## What to produce
Reproduce each of the following rows word for word, with no changes.

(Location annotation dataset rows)
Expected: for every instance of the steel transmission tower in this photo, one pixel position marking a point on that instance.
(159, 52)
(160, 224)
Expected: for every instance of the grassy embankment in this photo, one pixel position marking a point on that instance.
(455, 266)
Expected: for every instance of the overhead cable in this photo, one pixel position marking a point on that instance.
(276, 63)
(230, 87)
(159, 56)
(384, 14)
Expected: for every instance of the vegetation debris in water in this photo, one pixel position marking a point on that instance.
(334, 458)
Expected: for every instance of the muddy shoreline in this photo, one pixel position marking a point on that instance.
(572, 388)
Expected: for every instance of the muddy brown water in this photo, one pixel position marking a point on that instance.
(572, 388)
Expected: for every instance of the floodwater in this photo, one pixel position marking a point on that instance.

## Response to this exercise
Expected: for every instance of the steel transmission tower in this photo, one pixel position marking a point on that instance.
(159, 52)
(160, 224)
Expected: for every instance of the grassy embankment in this photo, one pixel position marking a point on that instance.
(455, 266)
Expected: for every instance of the overhead cable in this photo, one pixel position marking a point on that instance.
(276, 63)
(230, 87)
(159, 56)
(384, 14)
Expected: for every instance of the vegetation debris in water in this photo, one pixel position marking a point on that instance.
(334, 458)
Expected: for every instance of the muddy shoreline in this photo, one pixel position marking a point on that instance.
(572, 388)
Expected: for every instance of the muddy brown water in this photo, one pixel position marking a point on that instance.
(572, 388)
Expected: for every instance of the floodwater in this photo, one pixel position marking a point on that instance.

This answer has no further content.